Short problem 1: Update the records below by replacing "curb" with "sidewalk", and give every record back otherwise unchanged.

Selected extract:

==*==

Top 6 Questions You Should Ask When Buying a Vacuum Pump

  1. What will you be using the vacuum for? Filtration needs modest vacuum. Evaporation requires deeper vacuum. Molecular distillation requires even more. Match the pump to the use.
  2. Can you use a dry (oil-free) vacuum pump? Oil-free vacuum pumps can support most lab applications. For the service advantages, choose a dry pump where possible.
  3. What is the pumping capacity at the intended vacuum level? Actual pumping speed declines from the nominal speed as depth of vacuum increases. The rate of decline differs among pumps.
  4. Do you work with corrosive media? Standard duty pumps have lower purchase costs, but corrosion-resistant pumps will have lower lifetime costs if working with corrosives.
  5. Should you invest in vacuum control? Electronics can improve reproducibility, protect samples, and shorten process times when specific vacuum conditions need to be maintained.
  6. What is the lifetime cost of operation? Include purchase cost, service intervals, servicing cost, pump protection (e.g., filters, cold traps), and staff time for operation.

==*==

Short problem 2: According to the vacuum pump buying guide, how does actual pumping speed change as the depth of vacuum increases?

==*==

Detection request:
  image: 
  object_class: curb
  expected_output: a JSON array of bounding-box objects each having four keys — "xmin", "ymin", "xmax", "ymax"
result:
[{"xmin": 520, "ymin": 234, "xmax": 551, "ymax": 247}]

==*==

Finished answer 1:
Detection request:
  image: 
  object_class: sidewalk
  expected_output: a JSON array of bounding-box objects each having four keys — "xmin", "ymin", "xmax", "ymax"
result:
[{"xmin": 520, "ymin": 234, "xmax": 551, "ymax": 247}]

Finished answer 2: It declines from the nominal speed.